▶ _Passage_:
= = = = =
The 4-step process for managing your body’s reaction to threat works if it is learned and practiced because God made our brains to react immediately in the face of emergencies and life-threatening situations. But not every perceived threat is actually a threat, so as we grow up and survive threatening experiences, we use our abilities to think about threats and respond more appropriately to situations.

For the person who has a personal relationship with God, there is a way to face threatening situations with little or no anxiety, and it is because of the
relationship we have with God. After becoming a child of God and learning about all the benefits of being His child, we begin to understand, then live in the awareness that we live under the protection of the God who created the universe, including our brains. There is nothing that can touch us or harm us without God’s awareness and permission. So, when we experience a threat or a series of threatening situations and begin to experience increasing anxiety, we have the invitation to replace anxiety with peace.

Here’s how: When we become aware that we are anxious, we are invited to talk with God about what we are experiencing, draw on God’s supply to meet our needs, request from God what we need, and thank God for hearing us, protecting us, and providing what we need. When we do this, God promises to keep our heart and our mind (emotions and thoughts) in a way that surpasses understanding.

Let us look at each instruction and promise one at a time:

First, when we become aware of our anxiety, God wants us to tell Him about the threats. Most little children when threatened run to their daddies. But some daddies cannot be bothered, are too busy to respond, or are uncomfortable if they cannot stop their child from crying. So, kids growing up in this kind of home learn to keep their troubles to themselves and just try to cope with the anxiety. But God always listens and hears our cries for help.

Secondly, God invites us to draw on His supplies to meet our needs. The promises are not that God will meet our whims or fantasies. God knows what is
good for us and what will make things worse and hurt us. As we get to know Him better, we begin to understand that He knows better than we know what is good for us.
= = = = =
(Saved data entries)
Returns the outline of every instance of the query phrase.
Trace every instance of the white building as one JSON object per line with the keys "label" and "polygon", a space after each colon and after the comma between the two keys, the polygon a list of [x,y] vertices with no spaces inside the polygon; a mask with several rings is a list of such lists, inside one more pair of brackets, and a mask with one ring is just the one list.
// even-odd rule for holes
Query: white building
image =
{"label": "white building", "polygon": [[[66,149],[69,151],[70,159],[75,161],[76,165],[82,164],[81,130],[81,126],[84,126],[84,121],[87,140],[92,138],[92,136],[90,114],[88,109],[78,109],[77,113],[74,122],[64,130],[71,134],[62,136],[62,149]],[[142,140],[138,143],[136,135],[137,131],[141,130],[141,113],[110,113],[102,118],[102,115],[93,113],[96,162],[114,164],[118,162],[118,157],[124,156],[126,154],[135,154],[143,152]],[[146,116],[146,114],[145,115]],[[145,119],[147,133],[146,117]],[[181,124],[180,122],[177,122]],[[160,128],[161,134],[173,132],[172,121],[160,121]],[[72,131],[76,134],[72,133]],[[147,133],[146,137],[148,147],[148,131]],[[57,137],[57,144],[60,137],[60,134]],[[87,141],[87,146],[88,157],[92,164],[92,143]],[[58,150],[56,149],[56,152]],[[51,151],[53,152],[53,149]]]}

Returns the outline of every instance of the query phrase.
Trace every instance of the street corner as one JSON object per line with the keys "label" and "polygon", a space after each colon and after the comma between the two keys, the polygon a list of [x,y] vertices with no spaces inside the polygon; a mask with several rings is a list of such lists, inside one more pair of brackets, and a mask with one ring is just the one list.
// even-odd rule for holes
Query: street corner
= = = = =
▶ _Activity list_:
A: In the passage on anxiety, what do most little children do when they are threatened?
B: Write the next part of the passage on anxiety, picking up after its last sentence.
The items have nothing to do with what is asked here.

▶ _Answers given_:
A: They run to their daddies.

B:
Third, God wants us to actually request our needs because He wants us to come talk with Him, not just assume that since He knows everything He will be bothered by our requests. God actually delights in our requests.

Fourth, when we thank God even before He has met our need, we demonstrate our trust in Him, His goodness, and His generosity. Our confidence in God keeps growing as we keep trusting.

Fifth, God promises to keep our heart, the part of our brains that first responds to a threat we perceive. When our limbic system—the part of our brain that turns our emotions on and off—sounds an internal alarm and we remember that God is our protector (we may not even understand how), God reminds us of His presence and His peace which surpass our fear.

Sixth, God promises to keep our mind, the part of our brains that responds in thought. We might want to respond with magical, wishful thinking or denial, but if we listen, God’s Spirit in us reminds us that God knows what is happening and loves us too much to let something happen to us without His presence.

These instructions and promises are found in Philippians 4:6-7. Another passage assures us that if God is for us, who can stand against us? This is a quote from Romans 8:31.

Parent-Teacher Connection

For Family Discussion

In this week’s lesson, I taught your son or daughter a 4-step process to manage their body’s reactions to threat. Threats might include an impending exam, being bullied, being rejected by a girlfriend or boyfriend, dad or mom talking about taking a mobile phone or other device away, being ostracized by his or her friends, and many more possibilities.

Our lesson was about how to interrupt a reaction and replace it with a thoughtful response.

Please ask you son or daughter to teach you the 4-step process. Doing so will inform you and reinforce what your teenager learned in class. Then, as you practice this process together, you will, in time, notice a reduction in anxiety, and you will experience more peace and civility in your home.